Fragmento:
Desde que el mundo es mundo y
los humanos emergimos como especie diferenciada del resto siempre han habido
tronos y alcantarillas porque pronto aprendimos que el primero en descubrir algo es el que se asegura el liderazgo y el que
consigue el poder sobre los demás, que acaban estando en sus manos para lo
mejor y para lo peor.
La historia de la humanidad
podría resumirse como una lucha sin cuartel contra sí misma, pues pese a no
dejar de considerarnos animales sociales, y por tanto gregarios, nunca hemos
dejado de lado la adoración a nuestro ego en singular. Si avistamos una mínima
posibilidad de erigirnos ganadores en algún terreno, no dudamos en ir a muerte
contra los otros para satisfacer ese sentimiento egocéntrico que nos ciega y
nos envenena, sin calcular el coste que ese capricho propio pueda tener para
toda nuestra comunidad.
Nunca
otra especie se ha dañado tanto a sí misma como nosotros. Por
fieras que sean ni por depravados que sean sus instintos, el resto de especies
animales siempre acaban pensando y actuando en beneficio de su especie, no de
su individualidad. Pero los humanos somos peculiares. Nos gusta ir de masters
del universo, de reyes que se creen legítimos merecedores de ocupar tronos en
medio de un mundo diverso y complejo en el que nos atrevemos a considerar todo
lo que no sea humano como inferior.
Si como especie actuamos con
esa prepotencia ante el resto de animales, como individuos tendemos a hacer lo
mismo con los de nuestra propia especie. No dudamos en utilizar a aquellos que
consideramos que no están a nuestra altura, ya sea por estatus o linaje, por
formación académica, por cuestiones raciales o por el nivel de ingresos
económicos. Desde tiempos inmemoriables, los humanos más privilegiados han
optado por servirse de las necesidades de los menos afortunados para
convertirlos en sus brazos ejecutores a la hora de levantar sus fastuosas
mansiones o palacios, o de labrar sus campos y cazar para surtir sus ricas
mesas de abundantes viandas. También se han servido de los más humildes de sus
pueblos para enviarlos a batallar y a dejarse la vida en las guerras que
estallaban cuando sus enfermizos egos chocaban con los egos de otros
gobernantes tan enfermos de poder como ellos. Tampoco han dudado en imponer la
esclavitud como recurso de mano de obra, no barata, sino totalmente gratuita,
ni en traficar con esos esclavos convirtiendo el mundo en un mercado de carne y
voluntades humanas que, a día de hoy, sigue facturando ingentes cantidades de
dinero que se traducen en más poder para quienes promueven la continuidad de
tan deplorable actividad.
No
siempre los que se erigen en el liderazgo resultan ser los mejores ni mucho
menos los más dignos. Muchas veces, son personas elegidas a dedo por
la clase empresarial, que no duda en financiar ambiciosas campañas electorales
para intentar por todos los medios que ese partido alcance el poder y así poder
gobernar ellos desde la sombra, legislando a favor de sus propios intereses.

Material extraído:
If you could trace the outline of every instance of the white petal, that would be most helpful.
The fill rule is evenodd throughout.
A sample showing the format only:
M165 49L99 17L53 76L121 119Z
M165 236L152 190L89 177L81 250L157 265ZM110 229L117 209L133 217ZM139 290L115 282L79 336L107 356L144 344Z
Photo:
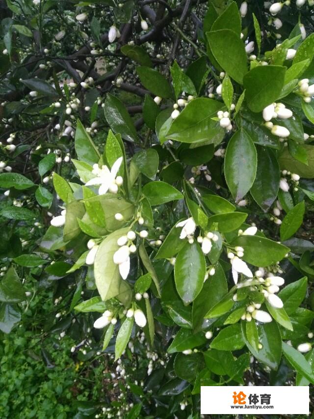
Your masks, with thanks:
M254 236L257 232L257 227L249 227L246 230L244 230L243 232L243 236Z
M108 189L109 185L107 183L102 183L98 190L99 195L105 195Z
M120 167L121 166L121 163L122 163L123 160L123 157L119 157L119 159L117 159L114 162L114 163L113 163L113 164L112 165L112 167L111 168L110 173L113 177L115 178L115 177L117 176L117 173L119 171Z
M126 279L130 272L130 257L128 257L125 262L120 263L119 265L119 271L122 279Z

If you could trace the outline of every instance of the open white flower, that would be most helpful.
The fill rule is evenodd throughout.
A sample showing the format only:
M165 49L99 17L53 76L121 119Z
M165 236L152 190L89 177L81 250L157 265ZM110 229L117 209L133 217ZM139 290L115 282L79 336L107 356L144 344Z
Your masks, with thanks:
M194 234L196 228L196 224L193 218L190 217L178 223L176 227L183 227L180 233L180 239L185 239L187 236Z
M113 255L113 262L119 265L119 271L123 279L126 279L130 272L130 248L123 246Z
M238 274L243 274L249 278L253 278L253 274L249 267L237 256L235 256L230 261L232 266L232 276L235 284L237 283Z
M91 186L94 185L100 185L98 193L100 195L104 195L109 190L112 194L116 194L118 192L116 177L121 165L122 157L119 157L112 165L111 170L107 166L103 166L101 168L97 164L93 166L93 173L96 175L96 177L91 179L85 185L86 186ZM120 176L118 176L120 177ZM120 180L120 179L119 179ZM120 182L119 182L119 183Z
M140 327L145 327L146 325L146 318L141 310L137 308L134 312L134 319L135 323Z

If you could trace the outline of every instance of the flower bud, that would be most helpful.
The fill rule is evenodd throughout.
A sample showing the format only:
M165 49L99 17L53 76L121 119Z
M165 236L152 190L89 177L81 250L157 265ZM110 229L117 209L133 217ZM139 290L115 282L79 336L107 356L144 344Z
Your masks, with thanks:
M270 323L272 320L270 315L266 311L263 311L262 310L255 310L252 313L252 316L258 322L262 323Z
M274 3L269 7L269 11L273 16L275 16L281 10L283 5L282 3Z
M146 325L146 318L141 310L137 308L134 312L134 319L135 323L140 327L145 327Z
M78 22L81 23L87 19L87 15L86 13L80 13L79 15L76 16L75 18Z
M282 138L287 138L290 135L290 131L286 127L281 127L280 125L274 125L271 129L271 133L277 137Z
M312 348L312 345L311 343L300 343L300 345L297 348L298 351L299 352L308 352L309 351L311 351Z
M148 25L147 25L147 22L146 20L142 19L141 21L141 28L143 30L147 30L148 29Z

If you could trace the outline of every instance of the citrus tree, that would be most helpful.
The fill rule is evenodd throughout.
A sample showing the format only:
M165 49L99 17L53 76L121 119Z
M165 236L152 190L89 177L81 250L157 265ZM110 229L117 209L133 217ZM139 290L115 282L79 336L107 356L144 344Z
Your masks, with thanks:
M314 3L0 2L0 329L107 366L78 418L314 383Z

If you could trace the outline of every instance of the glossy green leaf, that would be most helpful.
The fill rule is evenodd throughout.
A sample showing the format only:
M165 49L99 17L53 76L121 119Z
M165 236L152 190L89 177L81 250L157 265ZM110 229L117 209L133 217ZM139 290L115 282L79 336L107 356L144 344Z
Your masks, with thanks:
M115 361L120 358L127 347L131 335L134 317L126 317L121 325L116 340Z
M216 223L221 233L229 233L238 228L245 221L247 214L244 212L228 212L212 215L208 219L208 226L210 228Z
M274 102L284 86L286 68L279 65L256 67L243 79L247 106L253 112L260 112Z
M137 141L137 133L133 121L120 99L108 93L104 111L107 122L114 132L121 134L127 141Z
M202 199L207 208L214 214L225 214L236 210L236 207L231 202L218 195L204 195Z
M241 349L245 344L241 331L241 326L239 324L236 324L227 326L222 329L209 346L213 349L236 351Z
M254 200L264 211L270 208L277 197L280 181L280 168L272 150L257 148L257 169L250 190Z
M152 67L153 63L149 55L141 47L137 45L123 45L121 51L123 54L141 65Z
M186 349L203 345L207 340L203 332L193 334L189 329L181 329L175 336L167 352L168 354L182 352Z
M268 266L276 263L289 251L286 246L258 236L239 236L232 245L243 247L243 260L255 266Z
M147 183L142 191L151 205L159 205L183 198L178 189L161 180Z
M113 254L119 247L118 239L127 234L127 228L111 233L98 248L94 263L94 274L98 292L104 301L117 295L120 290L121 278L119 267L113 263Z
M229 141L224 164L227 184L237 202L253 184L257 167L256 148L243 129L237 131Z
M16 271L10 268L0 281L0 302L19 303L25 298L25 292Z
M305 204L302 201L293 207L285 217L280 225L282 241L288 240L297 231L303 222L305 211Z
M147 90L160 97L173 97L172 88L166 78L159 71L148 67L138 67L136 72L141 83Z
M186 243L178 253L175 265L177 290L185 303L191 303L199 294L206 270L205 258L198 243Z
M225 76L224 80L222 81L221 95L225 105L230 110L233 103L234 86L227 74Z
M285 358L293 369L305 377L312 384L314 384L314 372L304 356L285 342L283 342L283 352Z
M306 277L286 285L278 294L284 303L284 308L288 314L294 313L302 302L308 289Z
M106 304L102 301L100 297L93 297L89 300L85 300L76 306L74 309L82 313L89 313L91 311L97 311L103 313L106 309Z
M23 190L31 188L34 185L29 179L18 173L0 173L0 188L14 188Z
M260 324L258 326L259 340L262 345L262 348L258 352L255 350L247 339L245 322L242 322L241 329L246 346L252 355L270 368L277 369L281 358L282 339L276 322Z
M220 102L211 99L191 101L173 122L166 138L181 142L206 141L207 144L219 144L224 130L211 118L217 116L222 107Z
M247 56L238 34L230 29L206 34L215 58L229 77L241 84L247 72Z
M138 170L149 179L154 180L158 170L159 157L154 148L142 150L133 156L132 160Z

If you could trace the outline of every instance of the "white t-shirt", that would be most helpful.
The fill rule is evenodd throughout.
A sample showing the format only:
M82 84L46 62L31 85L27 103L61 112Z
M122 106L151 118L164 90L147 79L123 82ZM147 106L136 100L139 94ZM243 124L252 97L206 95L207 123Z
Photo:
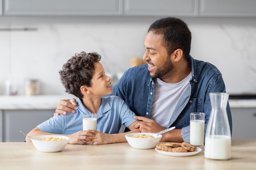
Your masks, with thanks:
M166 83L160 79L155 82L155 93L150 118L165 128L168 123L180 97L189 85L191 72L177 83Z

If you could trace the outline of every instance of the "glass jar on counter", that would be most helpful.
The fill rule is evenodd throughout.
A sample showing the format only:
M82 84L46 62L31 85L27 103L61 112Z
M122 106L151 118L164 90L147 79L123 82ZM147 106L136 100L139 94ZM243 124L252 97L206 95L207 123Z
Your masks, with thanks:
M39 83L36 79L26 79L25 80L25 95L27 96L39 94Z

Lista de tareas:
**1.** En los registros, vuelve a escribir las líneas que van desde la que contiene "bud, that would be most helpful." hasta la que contiene "M146 325L146 318L141", ambas incluidas, cambiando "sample" por "example" y sin tocar nada más.
**2.** Sigue escribiendo el texto sobre el ego humano y el poder a partir de su última frase.

Respuestas dadas:
**1.**
If you could trace the outline of every instance of the flower bud, that would be most helpful.
The fill rule is evenodd throughout.
A example showing the format only:
M165 49L99 17L53 76L121 119Z
M165 236L152 190L89 177L81 250L157 265ZM110 229L117 209L133 217ZM139 290L115 282L79 336L107 356L144 344Z
Your masks, with thanks:
M270 323L272 320L270 315L266 311L263 311L262 310L255 310L252 313L252 316L258 322L262 323Z
M274 3L269 7L269 11L273 16L275 16L281 10L283 5L282 3Z
M146 325L146 318L141 310L137 308L134 312L134 319L135 323L140 327L145 327Z

**2.**
Otras veces son personas que, simplemente, han heredado su sillón y se limitan
a dejar que pasen los días sin detenerse a enfocar los detalles de la realidad
que les está pasando por delante.
Dicen que corazón que no ve, corazón que no siente. Así, es casi imposible
poder llegar a empatizar con las dificultades que sufren los menos favorecidos
socialmente. Si nunca has bajado a una cloaca, ni te has dignado a dejarte caer
por los barrios más pobres de tu ciudad, ni te has preguntado cómo hace una
madre de familia con el marido en paro o ausente para estirar hasta fin de mes
los pocos euros que percibe de prestación sin que sus hijos lleguen a pasar
hambre, entonces no tendrías derecho a erigirte en líder de nada porque no
tienes ni idea de la realidad que sufre todos los días el pueblo al que crees
dirigir.
El
poder siempre se acaba sosteniendo sobre una base corrupta y alimentándose de las desigualdades
sociales y el desconcierto general. Si repasamos nuestra historia como
humanos, al menos la que dejaron escrita los primeros historiadores, veremos
que siempre ha sido así, desde los antiguos espartanos y los persas, hasta las
legiones romanas, los bárbaros del norte de Europa, los musulmanes que nos
invadieron en el siglo VIII, los francos que llegaron después, el surgimiento
del feudalismo, la Inquisición, el descubrimiento de América con todas las
matanzas, aberraciones y dolor que provocó en tantas personas, las guerras
napoleónicas, las guerras de sucesión en diferentes partes del mundo y las dos
guerras mundiales, entre muchas otras páginas negras de un libro que, más que
venerar, quizá deberíamos quemar en la hoguera y tratar de empezar de cero para
intentar escribir una historia que nos dignifique un poco más.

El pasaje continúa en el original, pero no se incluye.